*** Dataset records

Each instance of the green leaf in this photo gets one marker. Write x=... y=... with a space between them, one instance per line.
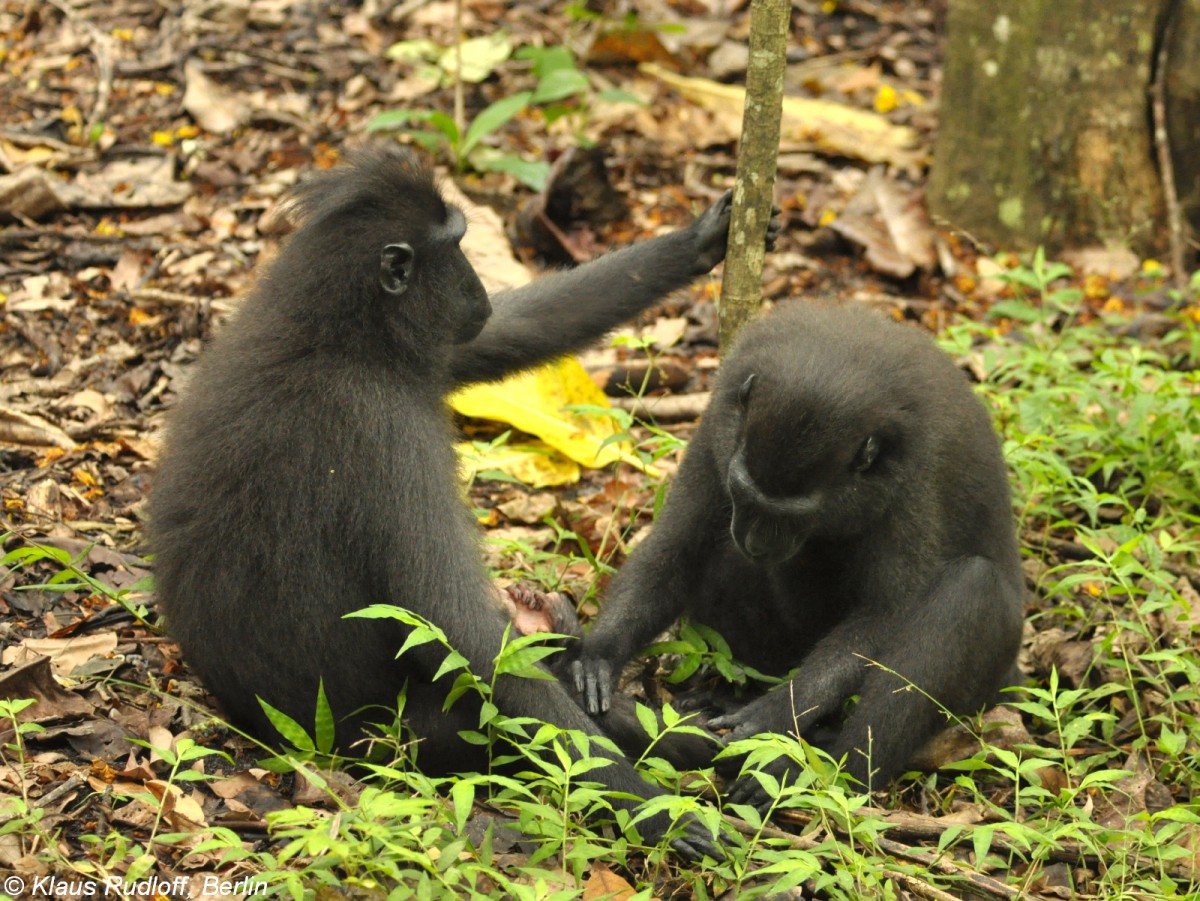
x=531 y=173
x=324 y=727
x=413 y=50
x=492 y=118
x=547 y=59
x=462 y=796
x=559 y=84
x=292 y=731
x=616 y=95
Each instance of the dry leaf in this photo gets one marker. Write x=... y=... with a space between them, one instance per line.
x=891 y=222
x=66 y=654
x=213 y=107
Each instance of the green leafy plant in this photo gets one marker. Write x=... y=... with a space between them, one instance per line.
x=562 y=90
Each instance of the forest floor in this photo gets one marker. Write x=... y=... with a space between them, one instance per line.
x=145 y=146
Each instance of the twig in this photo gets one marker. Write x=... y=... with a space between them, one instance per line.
x=669 y=408
x=101 y=47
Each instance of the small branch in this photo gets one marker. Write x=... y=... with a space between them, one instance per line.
x=755 y=185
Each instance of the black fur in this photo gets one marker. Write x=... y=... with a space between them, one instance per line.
x=309 y=469
x=844 y=496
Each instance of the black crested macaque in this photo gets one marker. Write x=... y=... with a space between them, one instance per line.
x=844 y=500
x=309 y=469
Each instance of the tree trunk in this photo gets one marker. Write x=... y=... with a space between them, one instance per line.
x=1182 y=83
x=1047 y=130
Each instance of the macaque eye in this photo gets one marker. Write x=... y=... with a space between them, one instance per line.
x=867 y=454
x=744 y=391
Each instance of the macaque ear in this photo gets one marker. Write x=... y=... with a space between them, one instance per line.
x=744 y=391
x=395 y=268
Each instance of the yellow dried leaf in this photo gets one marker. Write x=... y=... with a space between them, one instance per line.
x=886 y=98
x=534 y=464
x=537 y=402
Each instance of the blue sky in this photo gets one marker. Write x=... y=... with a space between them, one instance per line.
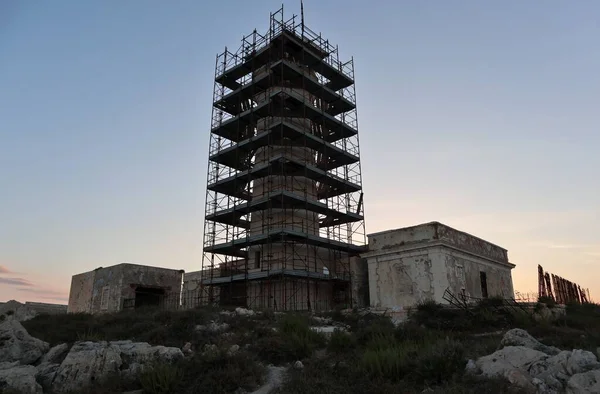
x=481 y=115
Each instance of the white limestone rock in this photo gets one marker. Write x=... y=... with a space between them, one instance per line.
x=56 y=354
x=519 y=337
x=472 y=368
x=244 y=312
x=21 y=379
x=14 y=310
x=17 y=345
x=8 y=365
x=504 y=360
x=87 y=362
x=46 y=372
x=584 y=383
x=213 y=327
x=581 y=361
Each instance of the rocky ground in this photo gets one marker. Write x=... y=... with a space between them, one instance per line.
x=243 y=351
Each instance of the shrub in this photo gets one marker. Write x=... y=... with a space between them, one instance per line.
x=221 y=373
x=440 y=361
x=375 y=327
x=391 y=363
x=429 y=362
x=341 y=341
x=161 y=379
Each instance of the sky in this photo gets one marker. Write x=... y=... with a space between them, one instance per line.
x=480 y=115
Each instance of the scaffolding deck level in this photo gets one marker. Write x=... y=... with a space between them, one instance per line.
x=290 y=43
x=283 y=70
x=276 y=272
x=282 y=165
x=282 y=200
x=234 y=248
x=284 y=103
x=279 y=133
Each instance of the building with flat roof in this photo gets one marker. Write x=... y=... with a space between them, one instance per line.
x=123 y=286
x=418 y=263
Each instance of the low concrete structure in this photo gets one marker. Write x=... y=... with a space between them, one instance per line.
x=123 y=286
x=414 y=264
x=44 y=308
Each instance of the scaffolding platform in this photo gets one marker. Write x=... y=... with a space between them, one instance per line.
x=284 y=218
x=284 y=102
x=283 y=200
x=256 y=275
x=283 y=165
x=284 y=132
x=282 y=73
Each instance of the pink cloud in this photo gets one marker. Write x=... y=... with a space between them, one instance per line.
x=46 y=293
x=16 y=281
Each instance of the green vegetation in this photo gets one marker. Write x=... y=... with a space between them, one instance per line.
x=372 y=355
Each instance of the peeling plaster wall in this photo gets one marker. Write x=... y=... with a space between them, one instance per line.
x=111 y=278
x=400 y=280
x=360 y=282
x=410 y=265
x=80 y=295
x=142 y=275
x=104 y=289
x=436 y=232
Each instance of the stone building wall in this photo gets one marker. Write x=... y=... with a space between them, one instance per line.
x=414 y=264
x=105 y=289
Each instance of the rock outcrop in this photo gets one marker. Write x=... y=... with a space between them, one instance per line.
x=17 y=345
x=27 y=365
x=16 y=311
x=20 y=379
x=519 y=337
x=89 y=362
x=537 y=368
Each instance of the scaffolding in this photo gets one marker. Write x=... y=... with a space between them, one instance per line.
x=284 y=218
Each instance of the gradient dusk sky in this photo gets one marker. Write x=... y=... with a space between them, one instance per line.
x=477 y=114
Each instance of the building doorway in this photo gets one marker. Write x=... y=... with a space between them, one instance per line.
x=148 y=296
x=483 y=278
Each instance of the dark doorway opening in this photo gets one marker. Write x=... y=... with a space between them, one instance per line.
x=483 y=277
x=148 y=296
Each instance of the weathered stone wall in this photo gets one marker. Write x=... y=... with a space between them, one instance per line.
x=142 y=275
x=192 y=281
x=106 y=293
x=407 y=266
x=400 y=280
x=46 y=308
x=360 y=282
x=104 y=289
x=290 y=295
x=80 y=295
x=436 y=232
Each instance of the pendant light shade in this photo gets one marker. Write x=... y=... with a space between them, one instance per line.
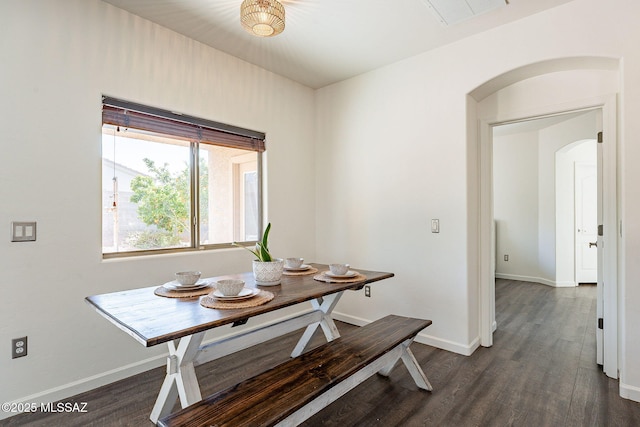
x=263 y=18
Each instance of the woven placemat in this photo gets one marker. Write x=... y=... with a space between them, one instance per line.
x=169 y=293
x=311 y=270
x=262 y=297
x=322 y=277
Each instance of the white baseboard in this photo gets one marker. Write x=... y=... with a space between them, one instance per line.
x=71 y=389
x=536 y=280
x=629 y=392
x=422 y=338
x=68 y=390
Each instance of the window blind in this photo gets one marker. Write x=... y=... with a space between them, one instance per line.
x=136 y=116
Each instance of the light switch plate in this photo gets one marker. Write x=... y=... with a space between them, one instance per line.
x=23 y=231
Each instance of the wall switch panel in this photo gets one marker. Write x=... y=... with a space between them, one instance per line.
x=18 y=347
x=23 y=231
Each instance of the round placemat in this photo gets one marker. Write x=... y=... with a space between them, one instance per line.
x=262 y=297
x=322 y=277
x=311 y=270
x=169 y=293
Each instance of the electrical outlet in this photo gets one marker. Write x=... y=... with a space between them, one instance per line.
x=18 y=347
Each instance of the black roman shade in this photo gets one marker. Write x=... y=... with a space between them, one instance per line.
x=136 y=116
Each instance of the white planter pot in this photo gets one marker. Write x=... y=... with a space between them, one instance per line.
x=268 y=273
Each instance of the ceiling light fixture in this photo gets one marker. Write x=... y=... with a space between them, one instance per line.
x=263 y=18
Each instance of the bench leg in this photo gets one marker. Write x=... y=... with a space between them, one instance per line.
x=180 y=380
x=326 y=306
x=411 y=363
x=331 y=395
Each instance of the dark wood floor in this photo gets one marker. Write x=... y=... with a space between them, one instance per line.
x=541 y=371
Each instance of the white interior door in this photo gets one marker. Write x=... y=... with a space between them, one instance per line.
x=586 y=207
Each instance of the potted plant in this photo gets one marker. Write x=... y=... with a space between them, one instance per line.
x=266 y=270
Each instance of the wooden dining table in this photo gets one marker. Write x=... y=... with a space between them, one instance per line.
x=182 y=323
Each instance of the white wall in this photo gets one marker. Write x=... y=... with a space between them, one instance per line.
x=394 y=154
x=529 y=211
x=58 y=57
x=516 y=201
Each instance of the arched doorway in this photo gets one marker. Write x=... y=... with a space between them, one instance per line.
x=539 y=90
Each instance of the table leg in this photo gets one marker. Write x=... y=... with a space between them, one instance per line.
x=180 y=380
x=326 y=306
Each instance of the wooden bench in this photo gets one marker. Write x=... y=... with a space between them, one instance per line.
x=293 y=391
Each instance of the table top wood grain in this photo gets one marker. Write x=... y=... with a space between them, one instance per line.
x=152 y=319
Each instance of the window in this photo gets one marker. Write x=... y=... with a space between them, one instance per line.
x=172 y=182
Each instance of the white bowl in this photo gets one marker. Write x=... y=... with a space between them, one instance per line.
x=339 y=269
x=187 y=278
x=293 y=262
x=230 y=287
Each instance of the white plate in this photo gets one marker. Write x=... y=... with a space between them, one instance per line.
x=175 y=286
x=349 y=274
x=303 y=267
x=244 y=294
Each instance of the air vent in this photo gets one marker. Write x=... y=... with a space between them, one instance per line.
x=450 y=12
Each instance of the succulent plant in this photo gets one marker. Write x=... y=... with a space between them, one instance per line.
x=261 y=250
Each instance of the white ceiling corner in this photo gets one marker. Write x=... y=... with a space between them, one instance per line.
x=450 y=12
x=326 y=41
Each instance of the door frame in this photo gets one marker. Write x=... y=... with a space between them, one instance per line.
x=486 y=251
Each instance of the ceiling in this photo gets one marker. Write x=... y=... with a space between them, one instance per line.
x=326 y=41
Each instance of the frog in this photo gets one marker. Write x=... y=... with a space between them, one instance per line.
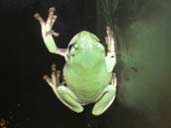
x=88 y=76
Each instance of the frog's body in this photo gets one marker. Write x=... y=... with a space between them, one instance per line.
x=78 y=73
x=88 y=69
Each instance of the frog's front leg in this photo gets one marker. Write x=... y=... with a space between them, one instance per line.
x=106 y=98
x=64 y=94
x=47 y=32
x=111 y=53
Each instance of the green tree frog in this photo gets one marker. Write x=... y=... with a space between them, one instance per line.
x=88 y=76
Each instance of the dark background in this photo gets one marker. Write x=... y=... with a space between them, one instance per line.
x=143 y=99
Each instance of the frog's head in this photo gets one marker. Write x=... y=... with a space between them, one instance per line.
x=85 y=46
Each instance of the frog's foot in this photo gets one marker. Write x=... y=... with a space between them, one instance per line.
x=111 y=54
x=47 y=26
x=68 y=98
x=106 y=99
x=55 y=77
x=64 y=94
x=48 y=33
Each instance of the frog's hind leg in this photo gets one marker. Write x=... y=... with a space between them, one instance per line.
x=111 y=53
x=64 y=94
x=106 y=98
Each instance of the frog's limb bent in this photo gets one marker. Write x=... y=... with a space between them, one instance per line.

******

■ **Aim of the task**
What is needed is a verbatim copy of the lines running from the one with "Each instance of the frog in" through the last line of the listing above, excluding any pictures.

■ **Written answer**
Each instance of the frog in this photo gets one marker. Write x=... y=... with a space between them, one instance per line.
x=88 y=76
Each instance of the frog's body in this photo gets one marker. Write x=... y=... with a space between them, one instance per line.
x=78 y=73
x=88 y=69
Each instance of the frog's front leg in this photo gets one marker. Write x=... y=... with a space between them, one instance per line.
x=106 y=98
x=64 y=94
x=47 y=32
x=111 y=53
Each instance of the green tree frog in this photo gets one marker. Write x=... y=... with a space between them, one instance per line.
x=88 y=76
Each instance of the dark background in this photo gets one marker. Write x=... y=... with a space between them, one instance per line.
x=143 y=99
Each instance of the frog's head in this photo gets one marker. Write x=... y=... with a space between them, one instance per line.
x=85 y=46
Each instance of the frog's foot in this photo gets one marker. Write x=... y=... with a space between them, one instance per line.
x=111 y=54
x=47 y=26
x=68 y=98
x=106 y=99
x=55 y=77
x=64 y=94
x=48 y=33
Each instance of the frog's hind leg in this photo gets one marker. Write x=... y=... with a space between them, one instance per line.
x=111 y=53
x=64 y=94
x=106 y=98
Each instance of the frog's limb bent in this photo gets one marker. Write x=... y=... with a space between them, one instance per line.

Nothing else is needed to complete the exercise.